Task prompt:
Turn the material below into a JSON list of strings with one string per line, omitting blank lines and leaving the pictures out.

* BEGIN *

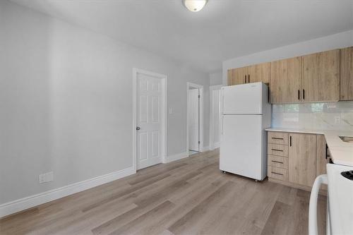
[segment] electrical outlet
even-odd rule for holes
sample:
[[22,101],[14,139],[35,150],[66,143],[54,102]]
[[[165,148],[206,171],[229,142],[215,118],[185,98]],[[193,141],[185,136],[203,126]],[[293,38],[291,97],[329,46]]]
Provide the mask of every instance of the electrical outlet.
[[41,174],[39,175],[40,183],[50,182],[54,181],[54,173],[53,171],[47,172]]
[[340,124],[341,123],[341,116],[335,116],[335,124]]

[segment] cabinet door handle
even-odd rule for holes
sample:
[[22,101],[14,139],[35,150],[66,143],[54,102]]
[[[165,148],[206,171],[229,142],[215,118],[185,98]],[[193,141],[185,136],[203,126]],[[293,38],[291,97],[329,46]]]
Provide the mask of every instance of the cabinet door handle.
[[283,174],[280,174],[280,173],[277,173],[277,172],[273,172],[273,171],[271,171],[272,174],[279,174],[280,176],[282,176]]
[[326,155],[325,155],[325,159],[328,159],[328,157],[330,157],[330,154],[328,153],[328,144],[326,144]]
[[275,148],[271,148],[271,150],[273,150],[273,151],[283,152],[283,150],[276,150]]

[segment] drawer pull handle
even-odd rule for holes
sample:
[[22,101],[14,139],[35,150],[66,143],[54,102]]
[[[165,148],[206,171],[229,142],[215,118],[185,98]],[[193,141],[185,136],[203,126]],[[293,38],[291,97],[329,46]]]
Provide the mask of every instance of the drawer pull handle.
[[282,176],[283,174],[280,174],[280,173],[277,173],[277,172],[273,172],[273,171],[271,171],[272,174],[279,174],[280,176]]

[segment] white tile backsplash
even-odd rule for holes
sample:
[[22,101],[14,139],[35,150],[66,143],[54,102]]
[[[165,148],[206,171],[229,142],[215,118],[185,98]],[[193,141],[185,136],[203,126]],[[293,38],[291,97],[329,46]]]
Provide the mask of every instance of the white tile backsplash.
[[353,131],[353,101],[273,104],[272,127]]

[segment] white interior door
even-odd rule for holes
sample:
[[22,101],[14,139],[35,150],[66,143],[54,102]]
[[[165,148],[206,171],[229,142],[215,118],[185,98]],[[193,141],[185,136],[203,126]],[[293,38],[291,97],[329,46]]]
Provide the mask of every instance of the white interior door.
[[189,149],[199,151],[198,89],[189,90]]
[[162,80],[137,74],[137,169],[162,162]]

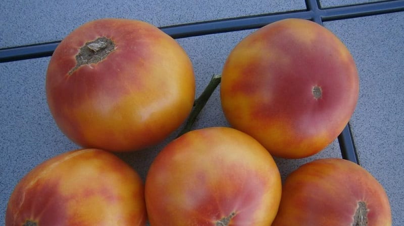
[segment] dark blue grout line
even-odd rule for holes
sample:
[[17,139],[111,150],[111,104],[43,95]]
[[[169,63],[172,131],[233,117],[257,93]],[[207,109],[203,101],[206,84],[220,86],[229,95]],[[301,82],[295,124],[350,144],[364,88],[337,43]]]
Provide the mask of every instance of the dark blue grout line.
[[[206,21],[161,28],[174,38],[258,29],[280,20],[295,18],[323,21],[404,11],[404,0],[322,9],[319,0],[306,0],[307,10]],[[0,49],[0,63],[50,56],[60,41]]]

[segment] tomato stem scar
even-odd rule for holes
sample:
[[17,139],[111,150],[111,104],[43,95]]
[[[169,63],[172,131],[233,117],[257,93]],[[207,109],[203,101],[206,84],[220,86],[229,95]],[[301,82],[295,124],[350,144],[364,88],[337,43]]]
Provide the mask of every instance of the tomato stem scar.
[[358,202],[352,226],[367,226],[369,211],[369,210],[366,207],[366,203],[363,201]]
[[30,220],[27,220],[25,223],[22,226],[37,226],[38,224],[36,222]]
[[234,212],[232,212],[231,213],[230,213],[228,216],[225,217],[223,217],[222,219],[220,219],[220,220],[216,221],[216,226],[228,226],[231,218],[232,218],[235,215],[236,213]]
[[96,63],[104,60],[115,49],[114,42],[105,37],[86,43],[76,55],[76,65],[69,71],[69,74],[72,75],[82,65]]
[[205,88],[200,96],[199,96],[195,101],[193,102],[193,107],[189,114],[189,116],[188,118],[188,120],[185,123],[185,125],[182,130],[180,132],[177,137],[181,136],[182,134],[186,133],[191,130],[193,123],[195,122],[195,120],[196,119],[196,116],[198,116],[200,111],[204,108],[206,102],[209,100],[209,98],[212,96],[212,93],[218,87],[220,82],[222,80],[221,74],[213,75],[210,82],[208,84],[208,86]]
[[313,95],[314,96],[314,98],[316,98],[316,100],[318,100],[319,98],[321,98],[322,96],[321,87],[318,86],[315,86],[313,88],[312,92],[313,92]]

* END *

Completed exercise:
[
  "[segment] electrical outlet",
  "even-odd rule for holes",
  "sample:",
  "[[22,101],[14,139],[35,150],[66,143],[54,102]]",
  "[[[165,148],[206,171],[229,142],[215,118],[185,98]],[[193,141],[185,136],[203,126]],[[293,38],[291,97],[329,46]]]",
  "Provide the mask of every instance of the electrical outlet.",
  "[[41,174],[39,175],[40,183],[50,182],[54,181],[54,173],[53,171],[47,172]]",
  "[[340,124],[341,123],[341,116],[335,116],[335,124]]",
  "[segment] cabinet door handle",
  "even-odd rule for holes",
  "sample:",
  "[[22,101],[14,139],[35,150],[66,143],[54,102]]",
  "[[[165,148],[206,171],[229,142],[215,118],[185,98]],[[193,141],[185,136],[203,126]],[[293,38],[291,97],[329,46]]]",
  "Provide the mask of every instance of the cabinet door handle.",
  "[[283,174],[280,174],[280,173],[277,173],[277,172],[273,172],[273,171],[271,171],[272,174],[279,174],[280,176],[282,176]]",
  "[[326,155],[325,155],[325,159],[328,159],[328,157],[330,157],[330,154],[328,153],[328,144],[326,144]]",
  "[[275,148],[271,148],[271,150],[273,150],[273,151],[283,152],[283,150],[276,150]]",
  "[segment] drawer pull handle",
  "even-odd rule for holes",
  "sample:",
  "[[22,101],[14,139],[35,150],[66,143],[54,102]]",
  "[[[165,148],[206,171],[229,142],[215,118],[185,98]],[[193,141],[185,136],[203,126]],[[293,38],[291,97],[329,46]]]",
  "Provide the mask of every instance of the drawer pull handle.",
  "[[282,176],[283,174],[280,174],[280,173],[277,173],[277,172],[273,172],[273,171],[271,171],[272,174],[279,174],[280,176]]",
  "[segment] white tile backsplash",
  "even-odd rule for holes",
  "sample:",
  "[[22,101],[14,139],[35,150],[66,143],[54,102]]",
  "[[[165,148],[206,171],[229,142],[215,118],[185,98]],[[193,141],[185,136],[203,126]],[[293,38],[291,97],[329,46]]]",
  "Provide the mask of every instance of the white tile backsplash.",
  "[[353,131],[353,101],[273,104],[272,127]]",
  "[segment] white interior door",
  "even-odd rule for holes",
  "sample:",
  "[[22,101],[14,139],[35,150],[66,143],[54,102]]",
  "[[[165,148],[206,171],[229,142],[215,118],[185,98]],[[193,141],[185,136],[203,126]],[[293,38],[291,97],[329,46]]]",
  "Provide the mask of every instance of the white interior door.",
  "[[189,149],[199,151],[198,89],[189,90]]",
  "[[162,80],[137,74],[137,169],[162,162]]",
  "[segment] dark blue grout line",
  "even-odd rule for holes",
  "sample:",
  "[[17,139],[111,150],[111,104],[43,95]]",
  "[[[169,63],[172,131],[233,117],[257,93]],[[207,109],[203,101],[206,84],[220,86],[229,95]],[[301,82],[295,124],[350,144],[364,88],[337,43]]]",
  "Provide the mask of every instance of the dark blue grout line.",
  "[[[206,21],[161,28],[174,38],[258,29],[280,20],[295,18],[323,21],[404,11],[404,0],[322,9],[319,0],[306,0],[307,10]],[[0,49],[0,63],[50,56],[60,41]]]",
  "[segment] tomato stem scar",
  "even-odd rule for holes",
  "sample:",
  "[[17,139],[111,150],[111,104],[43,95]]",
  "[[[169,63],[172,131],[233,117],[257,93]],[[207,109],[203,101],[206,84],[220,86],[229,95]],[[301,82],[295,124],[350,144],[364,88],[337,43]]]",
  "Provide the mask of every instance of the tomato stem scar.",
  "[[358,202],[352,226],[367,226],[369,211],[369,210],[366,207],[366,203],[363,201]]",
  "[[30,220],[27,220],[25,223],[22,226],[37,226],[38,224],[36,222]]",
  "[[234,212],[232,212],[231,213],[230,213],[228,216],[225,217],[223,217],[222,219],[220,219],[220,220],[216,221],[216,226],[228,226],[231,218],[232,218],[235,215],[236,213]]",
  "[[96,63],[104,60],[115,49],[114,42],[105,37],[86,43],[76,55],[76,65],[69,71],[69,74],[72,75],[82,65]]",
  "[[205,88],[200,96],[199,96],[195,101],[193,102],[193,107],[189,114],[189,116],[188,118],[188,120],[185,123],[185,125],[182,130],[180,132],[177,137],[181,136],[182,134],[186,133],[191,130],[193,123],[195,122],[195,120],[196,119],[196,116],[198,116],[200,111],[204,108],[206,102],[209,100],[209,98],[212,96],[212,93],[218,87],[220,82],[222,80],[221,74],[213,75],[210,82],[208,84],[208,86]]",
  "[[313,95],[314,96],[314,98],[316,98],[316,100],[318,100],[319,98],[321,98],[322,96],[321,87],[318,86],[315,86],[313,88],[312,92],[313,92]]"
]